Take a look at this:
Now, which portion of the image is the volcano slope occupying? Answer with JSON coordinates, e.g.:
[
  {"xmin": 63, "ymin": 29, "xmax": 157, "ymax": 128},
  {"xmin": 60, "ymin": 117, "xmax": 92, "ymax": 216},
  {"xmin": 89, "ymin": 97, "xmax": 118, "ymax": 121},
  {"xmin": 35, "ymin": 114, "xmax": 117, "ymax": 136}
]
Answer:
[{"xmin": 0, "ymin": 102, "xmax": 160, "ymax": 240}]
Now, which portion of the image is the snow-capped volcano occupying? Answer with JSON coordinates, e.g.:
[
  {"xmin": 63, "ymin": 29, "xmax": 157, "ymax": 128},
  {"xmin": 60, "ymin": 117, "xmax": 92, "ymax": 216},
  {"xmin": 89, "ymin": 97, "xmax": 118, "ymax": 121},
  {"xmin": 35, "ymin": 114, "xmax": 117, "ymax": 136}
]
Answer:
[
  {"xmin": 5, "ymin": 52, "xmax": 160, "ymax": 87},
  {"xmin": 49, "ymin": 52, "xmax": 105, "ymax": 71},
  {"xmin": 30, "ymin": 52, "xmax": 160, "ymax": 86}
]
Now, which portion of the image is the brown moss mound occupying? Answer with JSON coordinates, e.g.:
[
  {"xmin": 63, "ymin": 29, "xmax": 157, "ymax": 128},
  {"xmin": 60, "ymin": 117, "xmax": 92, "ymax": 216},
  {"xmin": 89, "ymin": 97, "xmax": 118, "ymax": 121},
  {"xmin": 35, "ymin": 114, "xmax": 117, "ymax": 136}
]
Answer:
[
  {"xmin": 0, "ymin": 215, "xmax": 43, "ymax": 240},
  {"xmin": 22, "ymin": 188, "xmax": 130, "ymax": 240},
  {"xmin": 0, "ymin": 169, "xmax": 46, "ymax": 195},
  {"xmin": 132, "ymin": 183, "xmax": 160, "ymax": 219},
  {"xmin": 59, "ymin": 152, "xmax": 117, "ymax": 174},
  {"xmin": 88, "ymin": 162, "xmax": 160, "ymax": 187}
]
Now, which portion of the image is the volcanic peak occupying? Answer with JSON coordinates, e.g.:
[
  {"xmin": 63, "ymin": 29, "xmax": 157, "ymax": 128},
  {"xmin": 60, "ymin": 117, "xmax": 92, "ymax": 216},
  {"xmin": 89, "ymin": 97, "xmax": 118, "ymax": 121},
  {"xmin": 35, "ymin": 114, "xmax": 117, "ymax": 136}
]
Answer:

# [DIRECTIONS FOR THIS TASK]
Return all of the items above word for word, with nothing changed.

# [CORRECT OUTPUT]
Take a look at this:
Now, which portion of the image is the volcano slope occupying? Answer with JSON coordinates, e.g.:
[
  {"xmin": 63, "ymin": 29, "xmax": 157, "ymax": 128},
  {"xmin": 60, "ymin": 117, "xmax": 92, "ymax": 216},
  {"xmin": 89, "ymin": 97, "xmax": 118, "ymax": 121},
  {"xmin": 35, "ymin": 114, "xmax": 117, "ymax": 136}
]
Answer:
[{"xmin": 0, "ymin": 102, "xmax": 160, "ymax": 240}]
Now, which portion of the image is the snow-capped volcano occupying? Answer with JSON coordinates, e.g.:
[
  {"xmin": 63, "ymin": 29, "xmax": 157, "ymax": 128},
  {"xmin": 60, "ymin": 117, "xmax": 92, "ymax": 216},
  {"xmin": 89, "ymin": 97, "xmax": 118, "ymax": 121},
  {"xmin": 35, "ymin": 114, "xmax": 117, "ymax": 136}
]
Answer:
[
  {"xmin": 5, "ymin": 52, "xmax": 160, "ymax": 87},
  {"xmin": 49, "ymin": 52, "xmax": 105, "ymax": 71},
  {"xmin": 30, "ymin": 52, "xmax": 160, "ymax": 86}
]
Now, which portion of the image is the brown moss mound occupying? Answer with JSON coordinates, e.g.:
[
  {"xmin": 63, "ymin": 29, "xmax": 157, "ymax": 128},
  {"xmin": 60, "ymin": 117, "xmax": 92, "ymax": 216},
  {"xmin": 89, "ymin": 97, "xmax": 118, "ymax": 121},
  {"xmin": 35, "ymin": 114, "xmax": 117, "ymax": 136}
]
Answer:
[
  {"xmin": 0, "ymin": 215, "xmax": 43, "ymax": 240},
  {"xmin": 22, "ymin": 188, "xmax": 130, "ymax": 240},
  {"xmin": 0, "ymin": 169, "xmax": 46, "ymax": 195},
  {"xmin": 132, "ymin": 183, "xmax": 160, "ymax": 219},
  {"xmin": 59, "ymin": 152, "xmax": 117, "ymax": 174},
  {"xmin": 88, "ymin": 162, "xmax": 160, "ymax": 187}
]
Now, which portion of the image is the volcanic peak occupying? Answer with JSON coordinates, e.g.:
[
  {"xmin": 63, "ymin": 29, "xmax": 157, "ymax": 128},
  {"xmin": 60, "ymin": 117, "xmax": 92, "ymax": 216},
  {"xmin": 89, "ymin": 97, "xmax": 118, "ymax": 121},
  {"xmin": 35, "ymin": 114, "xmax": 117, "ymax": 136}
]
Answer:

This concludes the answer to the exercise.